**TEXT EXCERPT:**
Tuesday 18 December 2012

If you are looking for a new hobby or recreational activity, make sure it is a creative activity that you can pursue without spending yourself silly. You have some wonderfully creative aspects right now, but you are drawn to pricey, shiny things and that could cost a lot.

So it appears I need a new, creative yet cheap new hobby...everything I've considered trying in the past would be fairly expensive just to set up to start, I still have some cross stitch kits but I need a  lamp with a daylight bulb just to sort out and use the right colours... so any bright ideas, please let me know!!

Mikey and I have had a pretty good week so far (OK, I know it's only Tuesday!) But today has been totally tantrum free and Mikey has been quite adorable. And he has only redecorated the tree a couple of times and he is starting to put things back on the tree... We are still having fun getting him to eat though. On Sunday we went to my Sisters for Christmas Lunch (as they are heading Stateside at the end of this week) and Mikey really was not in an eating mood, stupidly I tried to push a bit and he simply grabbed a wine glass and threw it on the tiled floor! It didn't bounce...thankfully it was an Ikea special rather then crystal or anything like that.

**SOURCE EXCERPT:**
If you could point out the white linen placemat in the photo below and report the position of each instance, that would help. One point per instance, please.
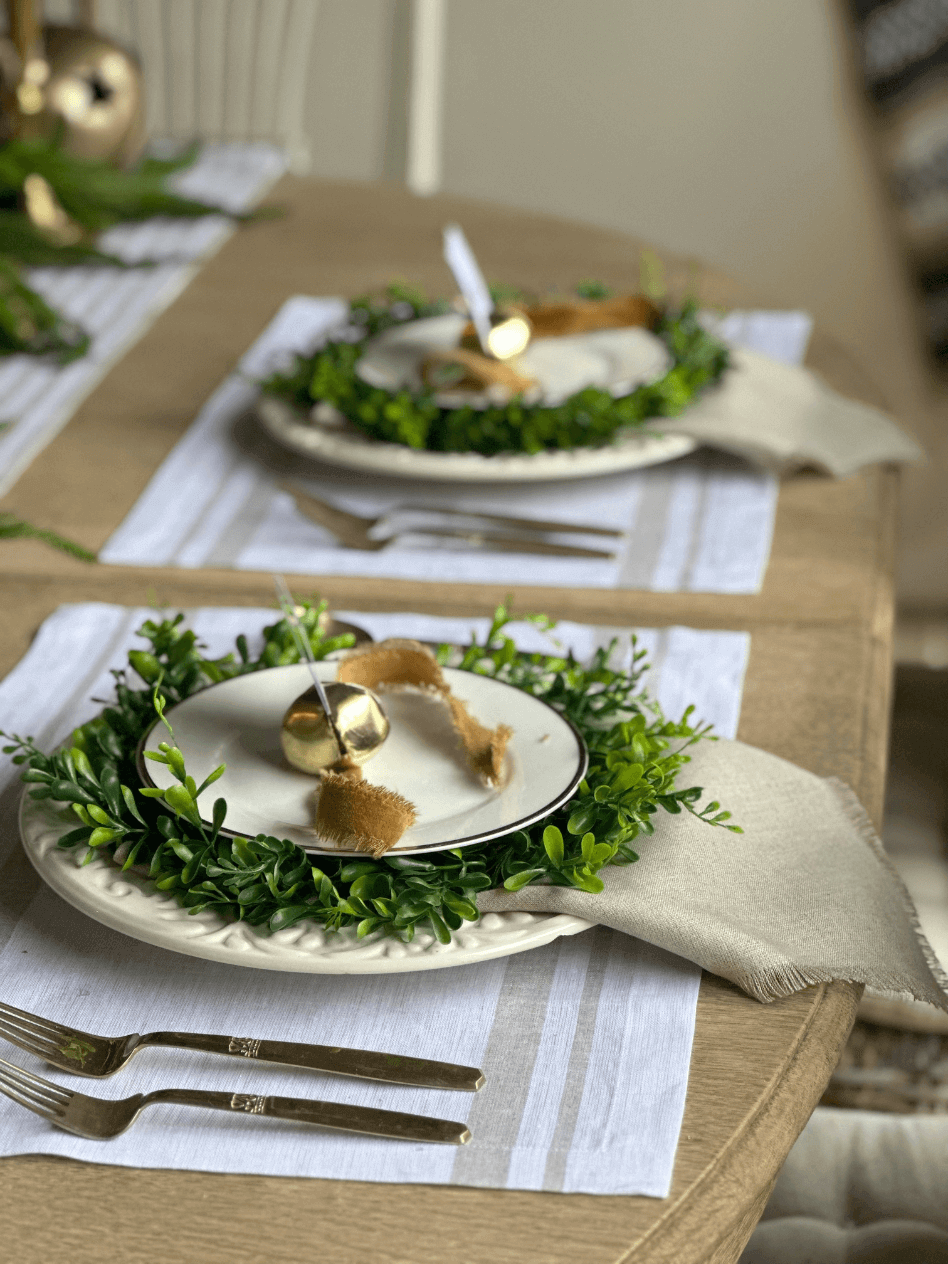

**TASK BRIEF:** In the blog entry dated Tuesday 18 December 2012, what did Mikey throw onto the tiled floor during Sunday's Christmas lunch?

**ANSWER TO THE PROBLEM:** A wine glass, an Ikea special rather than crystal.